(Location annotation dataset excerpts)
-- begin --

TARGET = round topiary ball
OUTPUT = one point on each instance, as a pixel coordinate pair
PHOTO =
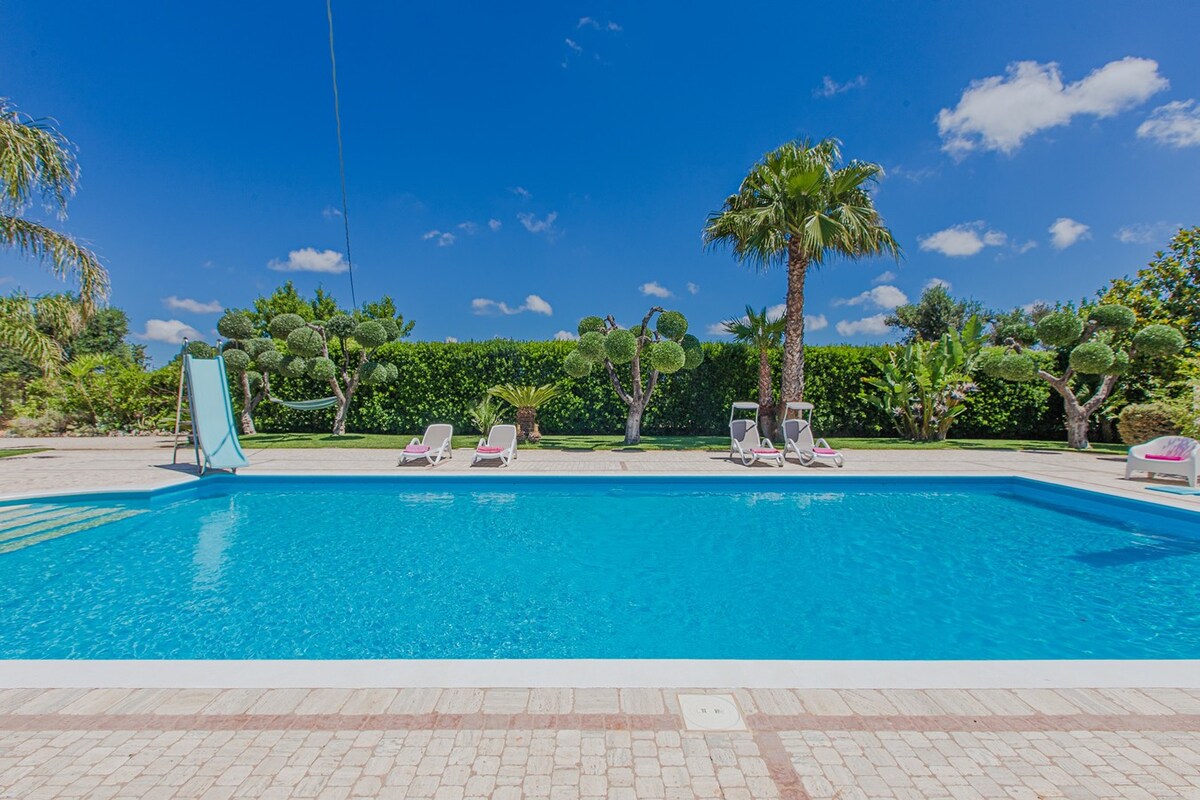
(305, 342)
(1060, 329)
(1114, 317)
(341, 325)
(1092, 358)
(235, 325)
(269, 360)
(1017, 366)
(671, 325)
(667, 356)
(592, 346)
(283, 324)
(577, 365)
(293, 366)
(589, 324)
(370, 334)
(237, 360)
(621, 346)
(390, 328)
(1157, 341)
(321, 368)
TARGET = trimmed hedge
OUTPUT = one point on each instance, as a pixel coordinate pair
(438, 382)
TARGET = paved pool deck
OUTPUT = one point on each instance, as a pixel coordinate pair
(592, 741)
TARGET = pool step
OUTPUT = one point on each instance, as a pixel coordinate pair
(42, 529)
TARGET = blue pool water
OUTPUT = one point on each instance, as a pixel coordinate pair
(612, 569)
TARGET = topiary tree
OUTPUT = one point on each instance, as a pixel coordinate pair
(1090, 342)
(667, 347)
(337, 352)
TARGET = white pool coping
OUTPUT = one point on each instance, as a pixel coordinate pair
(539, 673)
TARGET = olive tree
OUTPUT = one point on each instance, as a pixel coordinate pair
(667, 348)
(1098, 349)
(339, 352)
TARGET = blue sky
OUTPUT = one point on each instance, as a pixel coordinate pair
(511, 169)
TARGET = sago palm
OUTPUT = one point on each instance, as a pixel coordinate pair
(798, 208)
(763, 334)
(526, 400)
(37, 163)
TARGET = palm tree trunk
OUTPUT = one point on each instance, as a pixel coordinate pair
(793, 331)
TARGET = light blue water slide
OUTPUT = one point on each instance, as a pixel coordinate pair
(213, 423)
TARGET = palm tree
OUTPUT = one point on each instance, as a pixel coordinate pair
(763, 334)
(527, 400)
(799, 208)
(37, 163)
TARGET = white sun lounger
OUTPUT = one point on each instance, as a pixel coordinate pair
(745, 441)
(1165, 456)
(501, 443)
(798, 439)
(433, 446)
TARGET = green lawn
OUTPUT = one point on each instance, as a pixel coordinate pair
(378, 440)
(22, 451)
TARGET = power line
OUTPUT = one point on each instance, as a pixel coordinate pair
(341, 156)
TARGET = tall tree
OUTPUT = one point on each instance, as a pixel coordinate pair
(37, 164)
(798, 208)
(763, 334)
(935, 314)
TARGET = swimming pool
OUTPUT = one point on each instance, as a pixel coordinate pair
(637, 567)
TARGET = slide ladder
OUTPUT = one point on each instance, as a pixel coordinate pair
(214, 429)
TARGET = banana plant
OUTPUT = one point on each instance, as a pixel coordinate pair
(923, 385)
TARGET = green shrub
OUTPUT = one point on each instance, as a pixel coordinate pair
(1141, 422)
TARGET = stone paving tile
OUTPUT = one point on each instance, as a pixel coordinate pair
(559, 744)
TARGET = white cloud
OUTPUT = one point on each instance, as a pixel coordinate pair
(829, 86)
(535, 226)
(966, 239)
(1066, 232)
(883, 296)
(195, 306)
(1145, 233)
(442, 239)
(654, 289)
(533, 304)
(171, 331)
(1176, 125)
(310, 259)
(873, 325)
(1000, 112)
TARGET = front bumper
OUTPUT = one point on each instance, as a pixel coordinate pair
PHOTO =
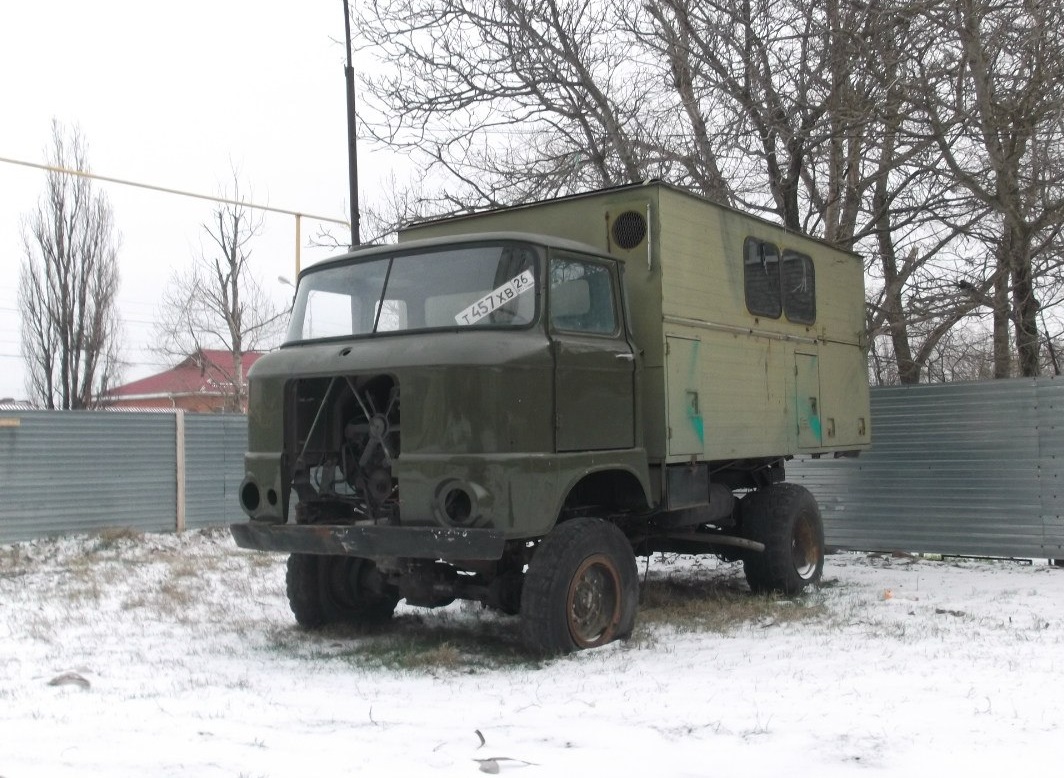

-- end --

**Problem requirements:** Can you edit the stretch from the line containing "TARGET = green lawn" through the end of the rows so that "power line" becomes "overhead cable", keeping everything else unchanged and leaving the pictures out?

**Final result:**
TARGET = green lawn
OUTPUT = one point on each instance, as a pixel coordinate pair
(378, 440)
(22, 451)
TARGET = overhead cable
OUTPUT = one point on each instance, as a pixel coordinate pair
(341, 156)
TARGET = tall tree
OUTPUT = one point on each instance, as a pixel coordinate pair
(37, 164)
(798, 208)
(763, 334)
(935, 314)
TARGET = swimming pool
OUTPUT = one point on each instance, as a pixel coordinate pair
(637, 567)
TARGET = slide ladder
OUTPUT = one point on each instance, as a pixel coordinate pair
(214, 429)
TARGET = banana plant
OUTPUT = one point on each instance, as a pixel coordinate pair
(923, 385)
TARGET = green shrub
OUTPUT = one point on each instance, as a pixel coordinate pair
(1141, 422)
TARGET = stone paving tile
OUTPUT = one point on each instance, as a pixel coordinate pair
(559, 744)
TARGET = white cloud
OUTPUT = one point on each instance, as a pixel coordinate pair
(829, 86)
(535, 226)
(966, 239)
(1066, 232)
(883, 296)
(195, 306)
(1145, 233)
(442, 239)
(654, 289)
(533, 304)
(171, 331)
(1176, 125)
(310, 259)
(873, 325)
(1000, 112)
TARGET = front bumper
OUTPUT = one point on each instance, as a pixel coordinate pair
PHOTO =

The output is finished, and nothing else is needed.